- [Supplied records]
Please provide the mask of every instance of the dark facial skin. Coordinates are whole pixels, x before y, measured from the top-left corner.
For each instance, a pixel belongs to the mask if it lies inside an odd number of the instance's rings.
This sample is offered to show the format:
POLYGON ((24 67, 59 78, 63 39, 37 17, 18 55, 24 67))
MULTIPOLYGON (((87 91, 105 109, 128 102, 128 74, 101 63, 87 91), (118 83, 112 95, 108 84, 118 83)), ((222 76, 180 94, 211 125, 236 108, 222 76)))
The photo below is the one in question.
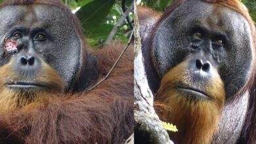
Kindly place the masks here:
MULTIPOLYGON (((244 86, 253 61, 249 26, 241 14, 220 7, 188 1, 160 24, 151 56, 160 78, 184 60, 192 63, 188 69, 193 71, 200 60, 202 66, 209 63, 217 69, 227 98, 244 86)), ((204 77, 211 77, 210 71, 205 73, 204 77)))
POLYGON ((81 69, 82 44, 64 10, 34 4, 7 6, 0 14, 0 66, 12 59, 17 62, 13 64, 16 71, 22 71, 18 63, 28 63, 30 58, 34 57, 35 63, 28 75, 36 75, 40 62, 44 61, 60 75, 65 88, 68 88, 81 69), (5 46, 10 41, 16 43, 11 50, 5 46))

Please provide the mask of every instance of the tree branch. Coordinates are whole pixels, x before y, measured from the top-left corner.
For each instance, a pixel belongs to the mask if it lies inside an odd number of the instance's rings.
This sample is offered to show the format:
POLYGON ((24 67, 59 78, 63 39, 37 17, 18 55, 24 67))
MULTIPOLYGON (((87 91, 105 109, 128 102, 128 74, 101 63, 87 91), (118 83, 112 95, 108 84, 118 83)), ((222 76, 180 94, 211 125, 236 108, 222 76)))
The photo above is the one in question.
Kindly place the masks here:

- [Aim]
Rewrite all of the records above, changing every "whole pixels" to "integer pixels" and keeping everything else the same. Leave the pictures out.

- [The answer]
Please provide the mask of every instance of the dark facial skin. Coordinates are integer pixels, x before y, measured from the top-left corner.
For each instance, a pixel belongs to the mask if it lies inside an odd number of the instance's rings.
This sample is offered to show the format:
POLYGON ((24 67, 59 78, 63 39, 37 17, 18 55, 24 67))
MULTIPOLYGON (((87 91, 105 109, 128 102, 128 74, 101 63, 87 91), (118 83, 112 95, 108 84, 118 83)), ((222 76, 180 94, 211 125, 236 108, 222 76)))
The photo below is the one in question.
Kindly place the masks here:
MULTIPOLYGON (((244 86, 253 61, 249 26, 241 14, 220 7, 188 1, 160 24, 151 56, 160 78, 184 60, 192 63, 188 69, 193 71, 200 60, 202 66, 209 63, 217 69, 227 98, 244 86)), ((204 77, 211 77, 210 71, 205 73, 204 77)))
POLYGON ((81 69, 82 44, 64 10, 34 4, 7 6, 0 14, 0 66, 12 59, 17 62, 13 64, 16 71, 22 71, 18 63, 28 63, 30 58, 34 57, 35 63, 28 75, 36 75, 40 62, 44 61, 60 75, 65 88, 68 88, 81 69), (5 46, 10 41, 16 43, 11 50, 5 46))

Please provide the mask of every instance of the tree branch. Coordinates are integer pixels, x before y, measured from the top-left corner.
For each instance, a pixel belongs to the mask if it lies inside an odd number of the instance's rings.
This sample is offered to show the format:
POLYGON ((24 67, 59 78, 63 39, 37 17, 18 55, 24 67))
MULTIPOLYGON (((87 91, 105 109, 128 102, 128 74, 101 63, 87 91), (118 83, 112 95, 108 84, 118 83)), ((222 76, 180 94, 211 125, 236 108, 222 76)))
The photo above is the one in question.
Kindly place the masks here:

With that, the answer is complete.